GOAL: Quote the listing word for word, beginning with the line that contains "of the horizon" and continuing through the line that contains "POLYGON ((76 40, 104", both lines included. Give only those lines.

<<<<

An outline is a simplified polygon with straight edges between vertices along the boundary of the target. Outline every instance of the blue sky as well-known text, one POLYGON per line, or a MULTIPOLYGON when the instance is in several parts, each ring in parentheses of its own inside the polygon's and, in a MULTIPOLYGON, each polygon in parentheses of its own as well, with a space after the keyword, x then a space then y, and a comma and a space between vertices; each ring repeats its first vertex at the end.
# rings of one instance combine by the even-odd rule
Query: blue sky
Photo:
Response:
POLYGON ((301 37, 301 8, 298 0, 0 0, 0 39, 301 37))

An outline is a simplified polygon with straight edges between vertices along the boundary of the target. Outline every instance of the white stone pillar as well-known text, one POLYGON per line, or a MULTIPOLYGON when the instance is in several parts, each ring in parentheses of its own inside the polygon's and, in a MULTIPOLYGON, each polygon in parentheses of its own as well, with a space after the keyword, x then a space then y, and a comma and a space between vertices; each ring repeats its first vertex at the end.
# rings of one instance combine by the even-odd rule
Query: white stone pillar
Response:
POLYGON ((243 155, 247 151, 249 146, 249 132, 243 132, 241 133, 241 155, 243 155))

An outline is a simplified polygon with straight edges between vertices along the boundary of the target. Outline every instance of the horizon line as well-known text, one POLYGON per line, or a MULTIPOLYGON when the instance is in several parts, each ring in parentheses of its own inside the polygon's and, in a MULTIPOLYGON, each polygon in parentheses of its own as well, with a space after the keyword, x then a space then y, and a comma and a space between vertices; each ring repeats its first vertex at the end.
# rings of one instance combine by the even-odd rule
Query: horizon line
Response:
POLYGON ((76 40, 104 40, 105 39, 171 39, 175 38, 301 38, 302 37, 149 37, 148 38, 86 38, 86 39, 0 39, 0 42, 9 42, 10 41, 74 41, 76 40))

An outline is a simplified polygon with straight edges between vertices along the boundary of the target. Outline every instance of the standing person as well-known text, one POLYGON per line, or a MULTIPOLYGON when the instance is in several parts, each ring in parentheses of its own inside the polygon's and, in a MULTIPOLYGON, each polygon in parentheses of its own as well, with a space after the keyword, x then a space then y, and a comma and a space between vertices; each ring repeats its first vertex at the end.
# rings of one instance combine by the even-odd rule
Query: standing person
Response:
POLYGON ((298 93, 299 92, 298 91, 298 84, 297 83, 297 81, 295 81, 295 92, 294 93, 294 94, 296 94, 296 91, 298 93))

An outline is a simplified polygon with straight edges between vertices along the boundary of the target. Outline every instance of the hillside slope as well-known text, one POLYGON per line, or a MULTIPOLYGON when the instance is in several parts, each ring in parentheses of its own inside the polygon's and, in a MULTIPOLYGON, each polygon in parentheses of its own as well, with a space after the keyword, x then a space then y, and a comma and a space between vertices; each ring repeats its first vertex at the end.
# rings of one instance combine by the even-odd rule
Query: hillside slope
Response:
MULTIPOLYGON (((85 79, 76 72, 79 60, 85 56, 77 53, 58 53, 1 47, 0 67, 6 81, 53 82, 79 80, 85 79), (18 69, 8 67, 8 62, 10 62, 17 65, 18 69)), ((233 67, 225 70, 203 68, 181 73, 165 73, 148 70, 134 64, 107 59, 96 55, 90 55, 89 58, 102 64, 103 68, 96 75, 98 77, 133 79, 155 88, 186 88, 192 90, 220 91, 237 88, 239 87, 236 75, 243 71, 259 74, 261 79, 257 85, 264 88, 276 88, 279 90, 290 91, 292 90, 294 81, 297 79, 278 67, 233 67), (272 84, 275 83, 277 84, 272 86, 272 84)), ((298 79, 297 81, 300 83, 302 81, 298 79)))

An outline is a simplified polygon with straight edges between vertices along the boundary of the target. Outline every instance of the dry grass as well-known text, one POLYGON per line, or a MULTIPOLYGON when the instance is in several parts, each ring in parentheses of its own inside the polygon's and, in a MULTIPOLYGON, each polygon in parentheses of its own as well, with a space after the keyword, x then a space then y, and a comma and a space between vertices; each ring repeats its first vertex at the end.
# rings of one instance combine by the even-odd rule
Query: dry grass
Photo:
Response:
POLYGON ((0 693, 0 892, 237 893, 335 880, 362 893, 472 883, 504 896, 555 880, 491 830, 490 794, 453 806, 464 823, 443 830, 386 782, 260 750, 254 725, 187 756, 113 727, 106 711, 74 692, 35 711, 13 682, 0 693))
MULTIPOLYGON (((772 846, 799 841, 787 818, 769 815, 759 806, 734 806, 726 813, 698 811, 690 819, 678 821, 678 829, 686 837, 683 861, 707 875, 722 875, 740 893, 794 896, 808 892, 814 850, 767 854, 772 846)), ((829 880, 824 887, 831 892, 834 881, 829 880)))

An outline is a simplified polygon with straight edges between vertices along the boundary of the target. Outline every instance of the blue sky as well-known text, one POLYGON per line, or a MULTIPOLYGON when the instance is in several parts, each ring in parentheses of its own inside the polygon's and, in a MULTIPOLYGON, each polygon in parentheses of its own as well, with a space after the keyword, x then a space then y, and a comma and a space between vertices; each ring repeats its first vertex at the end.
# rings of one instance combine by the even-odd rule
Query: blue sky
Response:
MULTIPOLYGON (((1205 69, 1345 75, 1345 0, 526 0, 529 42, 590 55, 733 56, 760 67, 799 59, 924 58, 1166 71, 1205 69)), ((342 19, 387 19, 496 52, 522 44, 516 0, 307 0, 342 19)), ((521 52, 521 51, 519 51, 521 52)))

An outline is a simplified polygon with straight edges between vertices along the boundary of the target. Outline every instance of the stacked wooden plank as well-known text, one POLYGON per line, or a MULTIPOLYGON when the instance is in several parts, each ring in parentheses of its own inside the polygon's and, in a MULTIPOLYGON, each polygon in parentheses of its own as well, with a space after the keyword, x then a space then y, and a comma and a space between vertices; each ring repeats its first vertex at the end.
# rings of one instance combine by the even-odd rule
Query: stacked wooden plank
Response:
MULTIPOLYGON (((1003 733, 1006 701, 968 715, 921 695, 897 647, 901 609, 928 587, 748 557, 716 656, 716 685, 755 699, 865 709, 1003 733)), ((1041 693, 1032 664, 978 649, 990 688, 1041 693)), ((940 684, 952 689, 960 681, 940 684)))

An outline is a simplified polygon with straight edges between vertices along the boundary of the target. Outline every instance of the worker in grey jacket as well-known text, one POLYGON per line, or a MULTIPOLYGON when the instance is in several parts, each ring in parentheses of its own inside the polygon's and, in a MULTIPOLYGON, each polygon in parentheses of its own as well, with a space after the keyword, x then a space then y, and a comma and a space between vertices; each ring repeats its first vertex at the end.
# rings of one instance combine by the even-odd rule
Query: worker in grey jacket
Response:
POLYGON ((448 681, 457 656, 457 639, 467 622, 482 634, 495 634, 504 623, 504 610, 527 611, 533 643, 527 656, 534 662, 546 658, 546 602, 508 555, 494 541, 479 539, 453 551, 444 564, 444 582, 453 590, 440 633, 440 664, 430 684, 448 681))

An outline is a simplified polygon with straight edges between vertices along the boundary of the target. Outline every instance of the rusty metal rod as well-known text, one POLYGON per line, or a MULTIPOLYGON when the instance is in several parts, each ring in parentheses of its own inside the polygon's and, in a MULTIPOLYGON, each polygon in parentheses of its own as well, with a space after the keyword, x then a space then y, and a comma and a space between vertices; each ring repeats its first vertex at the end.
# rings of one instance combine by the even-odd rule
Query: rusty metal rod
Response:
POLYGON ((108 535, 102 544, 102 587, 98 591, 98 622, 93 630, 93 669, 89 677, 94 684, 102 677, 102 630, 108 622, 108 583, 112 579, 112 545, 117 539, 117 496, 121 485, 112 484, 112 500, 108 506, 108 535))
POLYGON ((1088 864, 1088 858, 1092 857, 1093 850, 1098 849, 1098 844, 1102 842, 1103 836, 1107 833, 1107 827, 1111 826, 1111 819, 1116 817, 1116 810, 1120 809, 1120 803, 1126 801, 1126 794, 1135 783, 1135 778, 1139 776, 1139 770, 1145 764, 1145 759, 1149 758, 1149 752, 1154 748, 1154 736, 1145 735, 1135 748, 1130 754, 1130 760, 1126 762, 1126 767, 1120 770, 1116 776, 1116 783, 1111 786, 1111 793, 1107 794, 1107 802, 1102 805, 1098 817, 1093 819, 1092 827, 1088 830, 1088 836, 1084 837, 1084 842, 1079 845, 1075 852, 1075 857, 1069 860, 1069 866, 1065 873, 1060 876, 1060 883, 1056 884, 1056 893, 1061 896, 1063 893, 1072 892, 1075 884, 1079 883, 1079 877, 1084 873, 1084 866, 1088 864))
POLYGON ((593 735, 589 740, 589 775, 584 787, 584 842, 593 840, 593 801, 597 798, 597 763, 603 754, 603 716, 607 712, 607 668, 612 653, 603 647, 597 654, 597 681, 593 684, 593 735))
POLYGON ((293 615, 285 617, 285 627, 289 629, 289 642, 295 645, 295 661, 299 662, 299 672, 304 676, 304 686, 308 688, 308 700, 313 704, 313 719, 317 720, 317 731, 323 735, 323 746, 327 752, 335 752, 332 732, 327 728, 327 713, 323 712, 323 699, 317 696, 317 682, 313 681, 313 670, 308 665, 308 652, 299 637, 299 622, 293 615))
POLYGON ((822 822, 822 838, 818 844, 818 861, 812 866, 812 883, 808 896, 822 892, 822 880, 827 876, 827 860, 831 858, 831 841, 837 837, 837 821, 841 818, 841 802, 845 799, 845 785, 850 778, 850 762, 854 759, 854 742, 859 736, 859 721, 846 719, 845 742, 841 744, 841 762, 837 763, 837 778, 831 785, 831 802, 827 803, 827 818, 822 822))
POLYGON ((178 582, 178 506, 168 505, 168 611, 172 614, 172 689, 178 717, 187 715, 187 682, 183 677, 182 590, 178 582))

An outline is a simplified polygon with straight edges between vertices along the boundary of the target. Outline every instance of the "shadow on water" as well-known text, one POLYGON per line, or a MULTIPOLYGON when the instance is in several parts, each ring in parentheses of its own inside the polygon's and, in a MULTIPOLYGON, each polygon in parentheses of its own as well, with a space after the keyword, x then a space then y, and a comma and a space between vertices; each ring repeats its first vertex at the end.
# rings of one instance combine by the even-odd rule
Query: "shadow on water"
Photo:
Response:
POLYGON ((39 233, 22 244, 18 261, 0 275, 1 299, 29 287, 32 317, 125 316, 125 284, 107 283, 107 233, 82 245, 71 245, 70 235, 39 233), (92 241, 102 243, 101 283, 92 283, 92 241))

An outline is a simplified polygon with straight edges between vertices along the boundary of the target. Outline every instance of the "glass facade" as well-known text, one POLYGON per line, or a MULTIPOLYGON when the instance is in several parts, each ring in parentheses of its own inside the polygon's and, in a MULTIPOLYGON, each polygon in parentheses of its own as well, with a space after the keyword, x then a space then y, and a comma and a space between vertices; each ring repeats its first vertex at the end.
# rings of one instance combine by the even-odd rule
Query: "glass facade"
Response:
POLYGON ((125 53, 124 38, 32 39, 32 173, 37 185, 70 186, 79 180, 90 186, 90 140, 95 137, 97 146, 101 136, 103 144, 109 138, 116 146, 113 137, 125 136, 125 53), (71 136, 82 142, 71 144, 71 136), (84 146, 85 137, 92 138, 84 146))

>>>>

SOLUTION TO THIS PROBLEM:
An outline is a simplified polygon with straight edges between vertices along the boundary of the target. Outline every instance of the horizon line as well-known text, one POLYGON per line, or a MULTIPOLYGON when the instance is in several parts, each ring in parentheses of its own inside the polygon's and, in a MULTIPOLYGON, each polygon in parentheses of its own as well, with a space after the keyword, x then a space then y, and a comma and a space between vertices; each ring repeats its first vertex at the end.
# rings of one instance combine by the even-odd rule
Query: horizon line
Response:
POLYGON ((76 40, 104 40, 105 39, 171 39, 175 38, 301 38, 302 37, 149 37, 148 38, 86 38, 86 39, 0 39, 0 42, 9 42, 10 41, 74 41, 76 40))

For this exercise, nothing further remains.